**What to work on**.
(1) Repeat the stretch of the forum post from "What deflecting to" through "mean something else." word for word.
(2) According to the forum post, what did "gay" commonly mean in the 30s and 50s?
(3) Decide whether each statement agrees with the forum post. Give yes or no for each, and quote the deciding words. (a) The post says theists define faith as a reasoned process. (b) The post says a definition alone is enough to prove that a claim is true. (c) The writer expected that examples would be given.

Thank you, my private prediction was correct -- that there would be no examples. Just wind.
You can check my post #251 where I prove my case.
 
The fundamental error in the OP and through the whole thread, has been the red herring of arguing definitions. The definition is being used as an assertion of truth: theists define faith as a reasoned process. But that's not a definition's role. "The definition says they rely on reason and evidence so therefore they do!" is a mere assertion. But it's the OP's basic argument.

What deflecting to definitions does, is make it falsely seem like nobody can argue the claim. A definition is a definition; presumably you're to simply accept that that's how people use the word. But "theists reason their faith" isn't a definitional matter, it's a claim lacking an argument. The one single way to prove the claim is true is to discuss the quality of the reasoning itself. Which the OP doesn't want to do, he wants the definition by itself to serve as a completed argument.
 
If you look up gay in a dictionary it will have multiple contextual meanings.
That's correct. So when somebody uses the word "gay," then know what they mean by gay. If you don't know what they mean, then ask them if you can. Once you know what they mean, then don't say that they mean something else.
Gay as happy and carefree is an outdated term . It was a common term in the 30s 50s to mean a carefree person.

If today somebody tells me he or she is gay I will think it means sexuality.
Again, it's best to make sure that you know what they mean.
Which goes to the point on defining faith.

**Excerpted data**.
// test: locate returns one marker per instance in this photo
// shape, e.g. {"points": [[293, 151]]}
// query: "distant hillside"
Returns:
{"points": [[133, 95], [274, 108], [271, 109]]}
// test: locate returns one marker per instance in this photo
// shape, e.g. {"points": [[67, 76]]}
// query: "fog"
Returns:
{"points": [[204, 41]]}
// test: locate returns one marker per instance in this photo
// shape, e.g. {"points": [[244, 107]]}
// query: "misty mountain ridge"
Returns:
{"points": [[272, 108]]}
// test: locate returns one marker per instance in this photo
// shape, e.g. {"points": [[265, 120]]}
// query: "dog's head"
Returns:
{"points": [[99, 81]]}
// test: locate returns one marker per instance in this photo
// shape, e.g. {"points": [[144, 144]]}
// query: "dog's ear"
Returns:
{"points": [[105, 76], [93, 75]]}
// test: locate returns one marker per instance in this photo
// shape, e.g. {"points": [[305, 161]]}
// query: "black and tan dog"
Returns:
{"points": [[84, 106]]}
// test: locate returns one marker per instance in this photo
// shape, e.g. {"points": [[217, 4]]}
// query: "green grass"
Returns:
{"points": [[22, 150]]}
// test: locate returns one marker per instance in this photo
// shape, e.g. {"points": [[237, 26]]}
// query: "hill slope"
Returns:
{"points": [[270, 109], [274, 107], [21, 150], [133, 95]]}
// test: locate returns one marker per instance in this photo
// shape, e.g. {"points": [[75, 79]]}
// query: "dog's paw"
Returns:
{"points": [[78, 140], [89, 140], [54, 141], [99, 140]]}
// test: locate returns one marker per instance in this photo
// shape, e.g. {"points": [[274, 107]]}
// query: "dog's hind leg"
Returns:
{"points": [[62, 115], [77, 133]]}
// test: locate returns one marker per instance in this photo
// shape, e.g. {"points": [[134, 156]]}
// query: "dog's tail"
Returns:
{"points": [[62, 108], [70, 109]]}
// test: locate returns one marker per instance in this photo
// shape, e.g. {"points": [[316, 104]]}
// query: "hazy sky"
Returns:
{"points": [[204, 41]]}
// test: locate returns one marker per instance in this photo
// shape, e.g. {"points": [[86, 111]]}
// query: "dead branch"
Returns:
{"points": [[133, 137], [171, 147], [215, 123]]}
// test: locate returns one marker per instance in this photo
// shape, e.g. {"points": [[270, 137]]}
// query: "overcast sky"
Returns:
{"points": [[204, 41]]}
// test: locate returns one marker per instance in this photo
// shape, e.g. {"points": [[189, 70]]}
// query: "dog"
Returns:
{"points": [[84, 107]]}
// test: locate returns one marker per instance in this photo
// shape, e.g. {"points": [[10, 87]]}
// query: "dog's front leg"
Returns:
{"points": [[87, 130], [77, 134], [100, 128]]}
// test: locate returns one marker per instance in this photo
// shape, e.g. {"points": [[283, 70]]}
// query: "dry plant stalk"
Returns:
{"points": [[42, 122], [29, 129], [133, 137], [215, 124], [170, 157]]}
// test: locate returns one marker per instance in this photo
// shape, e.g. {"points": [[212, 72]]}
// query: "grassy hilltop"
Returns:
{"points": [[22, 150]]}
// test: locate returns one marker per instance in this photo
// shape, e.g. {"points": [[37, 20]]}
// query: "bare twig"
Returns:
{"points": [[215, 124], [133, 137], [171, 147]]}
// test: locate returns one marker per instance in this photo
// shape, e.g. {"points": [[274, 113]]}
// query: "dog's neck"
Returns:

**Solutions per task**.
(1)
What deflecting to definitions does, is make it falsely seem like nobody can argue the claim. A definition is a definition; presumably you're to simply accept that that's how people use the word. But "theists reason their faith" isn't a definitional matter, it's a claim lacking an argument. The one single way to prove the claim is true is to discuss the quality of the reasoning itself. Which the OP doesn't want to do, he wants the definition by itself to serve as a completed argument.
 
If you look up gay in a dictionary it will have multiple contextual meanings.
That's correct. So when somebody uses the word "gay," then know what they mean by gay. If you don't know what they mean, then ask them if you can. Once you know what they mean, then don't say that they mean something else.

(2) A carefree person.

(3)
(a) Yes: "theists define faith as a reasoned process"
(b) No: "The one single way to prove the claim is true is to discuss the quality of the reasoning itself."
(c) No: "my private prediction was correct -- that there would be no examples."